____ DATASET EXTRACT

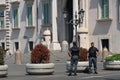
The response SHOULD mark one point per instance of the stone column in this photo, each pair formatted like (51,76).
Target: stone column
(75,9)
(55,45)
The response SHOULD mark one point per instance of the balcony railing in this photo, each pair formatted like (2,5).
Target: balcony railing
(2,3)
(15,1)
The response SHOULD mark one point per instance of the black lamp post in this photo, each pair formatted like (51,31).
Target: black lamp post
(78,20)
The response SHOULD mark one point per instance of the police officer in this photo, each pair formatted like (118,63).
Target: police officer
(74,55)
(93,52)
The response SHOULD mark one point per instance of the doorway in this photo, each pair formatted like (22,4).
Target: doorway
(69,27)
(105,43)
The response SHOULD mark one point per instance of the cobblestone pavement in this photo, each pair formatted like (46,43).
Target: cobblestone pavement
(18,72)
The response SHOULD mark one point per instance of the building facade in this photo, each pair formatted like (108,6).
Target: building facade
(23,23)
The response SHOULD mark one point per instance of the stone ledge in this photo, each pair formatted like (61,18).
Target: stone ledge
(82,65)
(111,65)
(45,68)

________

## EXERCISE AIM
In the entries, find the line containing "Target: building facade" and output it and all remaining lines exactly.

## SOLUTION TO THE PROBLEM
Target: building facade
(23,23)
The response SHOULD mark one point per instance of the stone ledge in this photo, each pair formatted like (61,18).
Target: stone ledge
(82,65)
(111,65)
(45,68)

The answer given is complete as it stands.